--- Document excerpt ---
____

Skip failing model until issues is resolved (#638)

Depending on which machine Llama inference test lands, it'll ether pass or fail due to system DRAM limitations. In sum, during compile time Llama inference requires around 32GB of system memory, which is on limit for most machines. Therefore, untill this issues is resolved we're skipping this test to unblock our CI.
tenstorrent · Nov 7, 2024 · fcbee46 · fcbee46
1 parent 0f1d8ee
commit fcbee46
Showing 1 changed file with 1 addition and 1 deletion.
diff --git a/forge/test/mlir/llama/test_llama_inference.py b/forge/test/mlir/llama/test_llama_inference.py
@@ -11,8 +11,8 @@
 
 
 @pytest.mark.parametrize("model_path", ["openlm-research/open_llama_3b", "meta-llama/Llama-3.2-1B"])

____

--- Task objective ---
Pick up the commit page about skipping the Llama inference test after its last line and continue it.

____

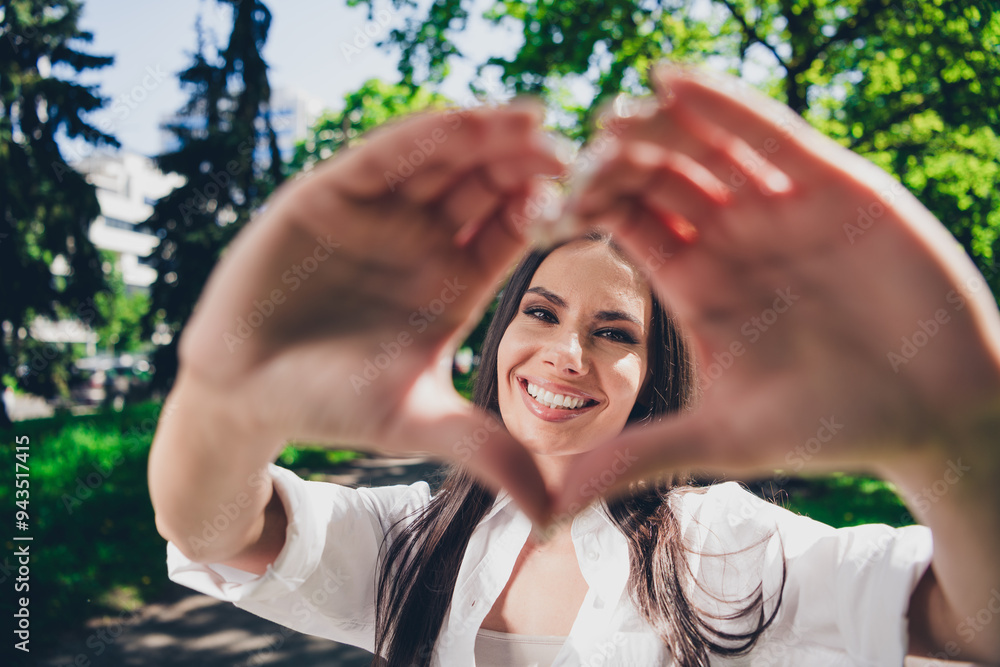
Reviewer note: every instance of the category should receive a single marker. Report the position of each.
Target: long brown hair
(422, 559)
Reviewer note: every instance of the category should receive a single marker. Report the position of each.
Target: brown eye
(617, 335)
(539, 313)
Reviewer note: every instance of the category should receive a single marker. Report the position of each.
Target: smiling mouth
(555, 401)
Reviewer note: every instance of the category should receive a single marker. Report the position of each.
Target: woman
(372, 269)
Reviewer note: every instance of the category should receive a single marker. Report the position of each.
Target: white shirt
(845, 599)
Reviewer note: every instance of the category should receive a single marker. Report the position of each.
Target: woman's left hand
(835, 320)
(836, 323)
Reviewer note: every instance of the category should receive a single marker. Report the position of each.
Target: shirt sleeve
(847, 591)
(323, 581)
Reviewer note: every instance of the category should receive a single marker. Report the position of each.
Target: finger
(471, 200)
(765, 125)
(478, 441)
(505, 175)
(727, 157)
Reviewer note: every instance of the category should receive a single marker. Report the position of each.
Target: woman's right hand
(333, 316)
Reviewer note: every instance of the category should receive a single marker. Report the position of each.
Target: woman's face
(574, 358)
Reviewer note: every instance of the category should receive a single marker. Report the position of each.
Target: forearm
(207, 474)
(955, 490)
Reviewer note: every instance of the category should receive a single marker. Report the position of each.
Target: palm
(797, 277)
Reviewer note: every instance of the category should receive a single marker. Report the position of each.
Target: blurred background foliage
(913, 85)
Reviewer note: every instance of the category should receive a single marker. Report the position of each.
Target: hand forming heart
(803, 275)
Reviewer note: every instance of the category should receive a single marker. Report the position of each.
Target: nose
(565, 354)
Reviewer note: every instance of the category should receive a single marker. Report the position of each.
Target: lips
(552, 402)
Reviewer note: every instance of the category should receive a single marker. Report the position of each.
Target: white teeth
(548, 399)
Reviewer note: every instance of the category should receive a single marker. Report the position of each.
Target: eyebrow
(603, 315)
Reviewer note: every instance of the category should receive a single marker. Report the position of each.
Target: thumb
(436, 420)
(478, 441)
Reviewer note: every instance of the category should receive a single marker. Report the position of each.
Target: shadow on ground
(187, 629)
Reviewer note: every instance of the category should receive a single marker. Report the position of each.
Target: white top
(845, 599)
(501, 649)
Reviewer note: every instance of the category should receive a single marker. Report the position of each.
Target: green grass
(838, 499)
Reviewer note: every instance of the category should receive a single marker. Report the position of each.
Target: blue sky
(153, 40)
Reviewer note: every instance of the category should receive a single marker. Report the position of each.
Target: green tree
(912, 84)
(45, 206)
(228, 154)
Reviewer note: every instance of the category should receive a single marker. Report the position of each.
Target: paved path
(188, 629)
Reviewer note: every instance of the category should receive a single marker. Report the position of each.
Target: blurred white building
(292, 114)
(128, 184)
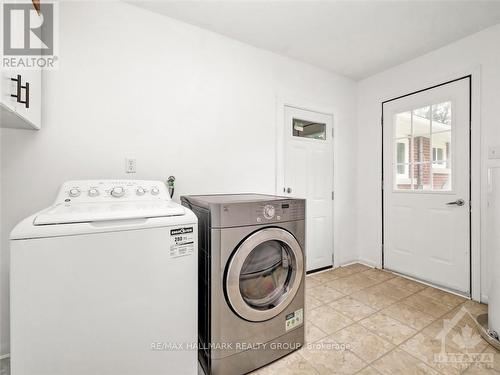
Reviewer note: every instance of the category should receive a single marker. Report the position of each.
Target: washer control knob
(269, 211)
(74, 192)
(118, 192)
(93, 192)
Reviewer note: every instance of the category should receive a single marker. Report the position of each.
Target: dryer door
(264, 274)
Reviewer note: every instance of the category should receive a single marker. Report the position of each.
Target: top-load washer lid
(91, 212)
(86, 201)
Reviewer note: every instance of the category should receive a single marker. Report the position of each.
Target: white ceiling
(352, 38)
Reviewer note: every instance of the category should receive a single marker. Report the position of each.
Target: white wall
(439, 66)
(183, 101)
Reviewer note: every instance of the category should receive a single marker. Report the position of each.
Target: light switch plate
(494, 152)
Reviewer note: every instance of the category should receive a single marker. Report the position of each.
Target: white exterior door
(427, 185)
(308, 174)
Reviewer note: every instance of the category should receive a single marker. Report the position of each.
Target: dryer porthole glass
(266, 274)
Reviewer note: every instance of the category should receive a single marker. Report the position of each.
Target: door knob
(458, 202)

____

--- The output ---
-@pytest.mark.xfail()
 @pytest.mark.push
+@pytest.mark.skip(reason="Out of system memory during compile time. Skipping until resolved")
 def test_llama_inference(model_path):
     if model_path == "meta-llama/Llama-3.2-1B":
         pytest.skip("Skipping test for Llama-3.2-1B model, waiting for new transformers version.")